■ EXERCISE PROMPT ■
Match the string "decorative" against each line below, and copy every line that matches.

■ EXERCISE MATERIALS ■

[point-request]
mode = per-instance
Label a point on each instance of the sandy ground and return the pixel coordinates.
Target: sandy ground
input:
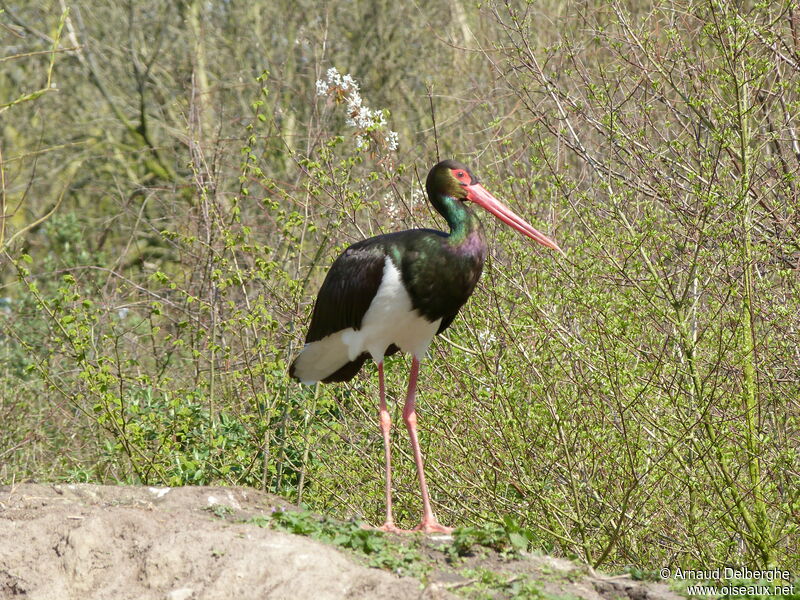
(59, 542)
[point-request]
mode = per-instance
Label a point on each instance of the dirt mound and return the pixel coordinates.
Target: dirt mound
(89, 541)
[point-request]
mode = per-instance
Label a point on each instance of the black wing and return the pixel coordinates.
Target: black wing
(348, 289)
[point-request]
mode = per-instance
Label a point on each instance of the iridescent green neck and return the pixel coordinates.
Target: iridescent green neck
(459, 216)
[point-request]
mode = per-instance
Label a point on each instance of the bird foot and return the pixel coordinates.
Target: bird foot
(432, 526)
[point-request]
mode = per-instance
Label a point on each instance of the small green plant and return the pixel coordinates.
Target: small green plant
(370, 543)
(508, 538)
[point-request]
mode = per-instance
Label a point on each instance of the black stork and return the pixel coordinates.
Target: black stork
(394, 292)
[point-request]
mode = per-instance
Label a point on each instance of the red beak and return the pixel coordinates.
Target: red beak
(480, 195)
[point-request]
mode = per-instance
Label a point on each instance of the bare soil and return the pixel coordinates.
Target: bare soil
(104, 542)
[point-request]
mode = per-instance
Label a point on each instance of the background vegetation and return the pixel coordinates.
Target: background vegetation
(173, 188)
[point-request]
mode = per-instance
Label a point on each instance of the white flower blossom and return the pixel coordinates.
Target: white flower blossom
(486, 337)
(370, 124)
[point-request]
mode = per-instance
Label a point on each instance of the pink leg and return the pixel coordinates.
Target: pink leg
(386, 425)
(429, 523)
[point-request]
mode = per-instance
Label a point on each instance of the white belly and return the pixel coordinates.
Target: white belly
(390, 319)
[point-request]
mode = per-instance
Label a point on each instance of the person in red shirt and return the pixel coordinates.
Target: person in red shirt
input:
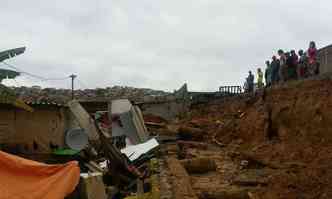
(312, 59)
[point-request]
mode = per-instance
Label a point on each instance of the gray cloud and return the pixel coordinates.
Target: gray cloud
(157, 44)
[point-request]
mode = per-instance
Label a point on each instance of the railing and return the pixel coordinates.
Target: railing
(231, 89)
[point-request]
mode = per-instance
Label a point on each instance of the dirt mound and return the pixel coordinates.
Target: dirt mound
(286, 128)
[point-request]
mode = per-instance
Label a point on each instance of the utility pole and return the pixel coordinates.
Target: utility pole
(72, 85)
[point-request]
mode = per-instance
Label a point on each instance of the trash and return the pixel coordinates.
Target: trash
(135, 151)
(23, 178)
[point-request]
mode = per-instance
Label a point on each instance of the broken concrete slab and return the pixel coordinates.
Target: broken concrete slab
(181, 182)
(92, 186)
(128, 120)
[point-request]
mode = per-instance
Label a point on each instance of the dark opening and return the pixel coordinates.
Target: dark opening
(35, 146)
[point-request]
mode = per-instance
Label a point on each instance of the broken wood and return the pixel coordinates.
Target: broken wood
(181, 183)
(94, 167)
(158, 125)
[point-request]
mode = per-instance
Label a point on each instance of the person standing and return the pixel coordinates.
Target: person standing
(301, 70)
(275, 65)
(260, 78)
(292, 65)
(250, 82)
(268, 74)
(312, 59)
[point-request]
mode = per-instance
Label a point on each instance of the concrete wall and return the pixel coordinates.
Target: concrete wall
(35, 132)
(325, 59)
(168, 110)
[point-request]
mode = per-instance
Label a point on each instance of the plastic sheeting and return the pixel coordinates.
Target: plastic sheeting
(26, 179)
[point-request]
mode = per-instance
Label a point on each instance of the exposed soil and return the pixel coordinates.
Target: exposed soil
(275, 145)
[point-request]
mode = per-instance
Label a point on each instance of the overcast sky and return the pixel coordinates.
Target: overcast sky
(157, 44)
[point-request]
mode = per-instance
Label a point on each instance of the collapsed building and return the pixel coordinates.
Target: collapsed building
(274, 143)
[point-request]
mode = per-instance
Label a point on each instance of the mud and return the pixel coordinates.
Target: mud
(276, 144)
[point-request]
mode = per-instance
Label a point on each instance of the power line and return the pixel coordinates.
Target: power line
(33, 75)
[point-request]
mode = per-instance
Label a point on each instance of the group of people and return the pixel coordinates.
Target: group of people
(288, 66)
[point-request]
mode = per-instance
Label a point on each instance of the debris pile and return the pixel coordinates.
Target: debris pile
(38, 94)
(276, 144)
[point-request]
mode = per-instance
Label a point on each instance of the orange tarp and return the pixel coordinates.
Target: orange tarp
(26, 179)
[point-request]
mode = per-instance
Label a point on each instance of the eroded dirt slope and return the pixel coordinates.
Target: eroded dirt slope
(286, 129)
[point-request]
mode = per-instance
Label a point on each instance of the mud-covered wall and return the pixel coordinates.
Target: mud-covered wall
(38, 132)
(168, 110)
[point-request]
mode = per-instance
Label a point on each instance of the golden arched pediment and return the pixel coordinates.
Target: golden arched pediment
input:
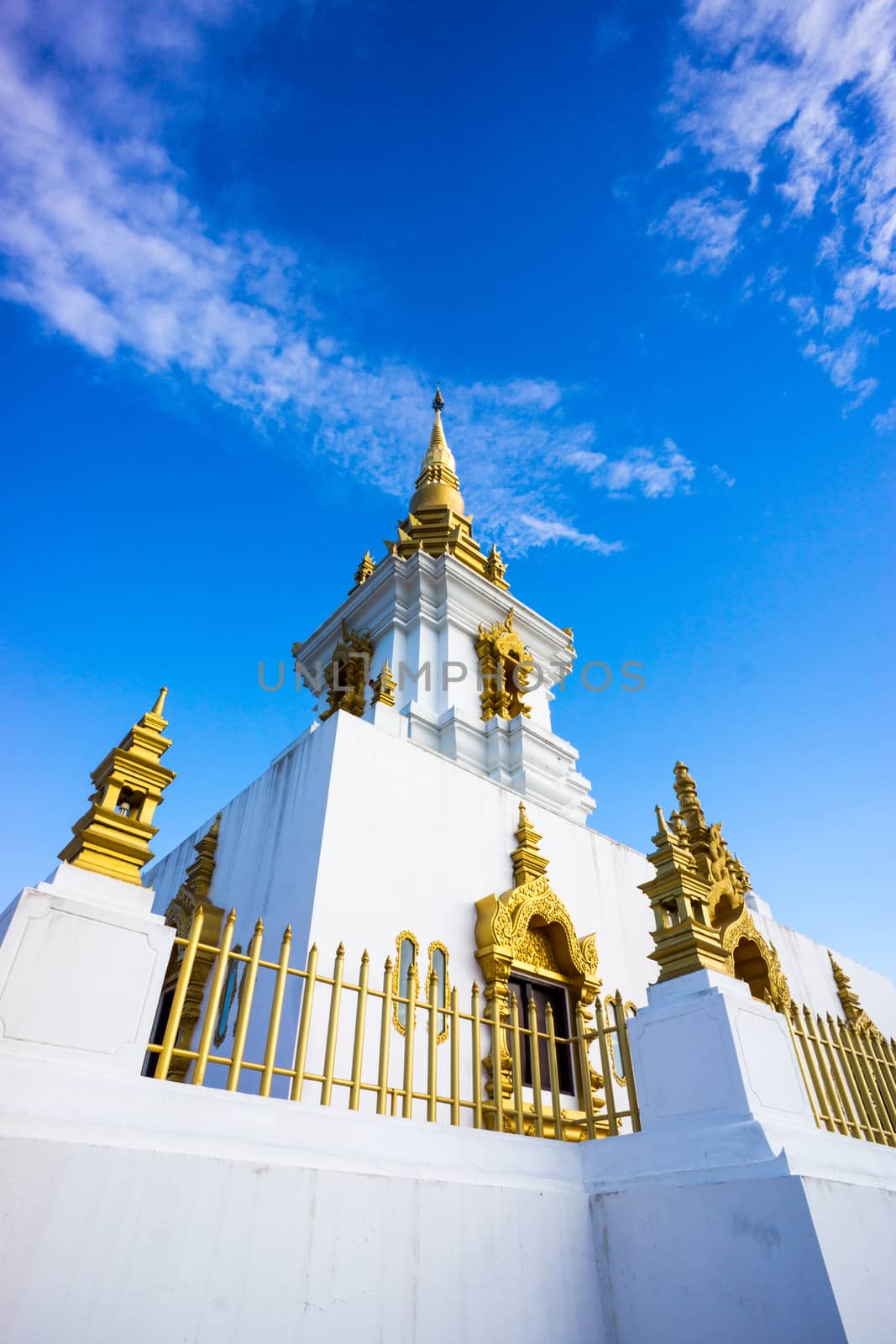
(743, 932)
(506, 927)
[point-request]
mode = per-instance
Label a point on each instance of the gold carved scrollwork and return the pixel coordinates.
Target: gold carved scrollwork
(347, 674)
(504, 665)
(741, 936)
(530, 929)
(399, 1011)
(699, 902)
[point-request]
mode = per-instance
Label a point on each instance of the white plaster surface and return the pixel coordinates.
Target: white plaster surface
(82, 974)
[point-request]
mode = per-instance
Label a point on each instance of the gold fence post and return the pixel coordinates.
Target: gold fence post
(839, 1077)
(477, 1055)
(553, 1072)
(537, 1100)
(631, 1088)
(332, 1026)
(584, 1068)
(214, 1000)
(852, 1081)
(432, 1046)
(799, 1027)
(244, 1007)
(884, 1082)
(497, 1072)
(606, 1068)
(275, 1012)
(181, 996)
(833, 1100)
(884, 1119)
(802, 1066)
(304, 1026)
(410, 1028)
(454, 1027)
(516, 1065)
(360, 1023)
(385, 1026)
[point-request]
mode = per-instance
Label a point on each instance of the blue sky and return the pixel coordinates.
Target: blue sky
(649, 253)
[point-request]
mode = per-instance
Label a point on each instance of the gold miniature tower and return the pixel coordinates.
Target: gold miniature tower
(113, 835)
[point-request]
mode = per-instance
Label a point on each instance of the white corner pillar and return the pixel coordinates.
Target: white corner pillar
(705, 1052)
(82, 963)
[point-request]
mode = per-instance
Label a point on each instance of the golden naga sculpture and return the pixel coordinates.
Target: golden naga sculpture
(347, 674)
(530, 931)
(437, 521)
(191, 895)
(698, 898)
(113, 837)
(504, 667)
(849, 1001)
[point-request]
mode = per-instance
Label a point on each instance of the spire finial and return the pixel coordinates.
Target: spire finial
(113, 835)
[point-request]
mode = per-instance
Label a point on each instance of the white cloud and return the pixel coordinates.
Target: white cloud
(654, 474)
(544, 530)
(799, 94)
(886, 423)
(103, 242)
(710, 222)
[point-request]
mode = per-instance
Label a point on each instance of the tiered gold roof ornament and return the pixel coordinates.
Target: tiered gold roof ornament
(698, 898)
(851, 1003)
(113, 837)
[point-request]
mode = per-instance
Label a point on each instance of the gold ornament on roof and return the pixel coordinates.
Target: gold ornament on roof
(504, 669)
(528, 929)
(851, 1003)
(347, 674)
(364, 570)
(437, 519)
(699, 902)
(113, 837)
(385, 687)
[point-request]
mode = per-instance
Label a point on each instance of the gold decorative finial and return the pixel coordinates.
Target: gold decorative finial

■ YOUR RESPONSE ■
Label a point on each instance of the gold decorative finial and return the pixel coordinates.
Target: gold decorative finial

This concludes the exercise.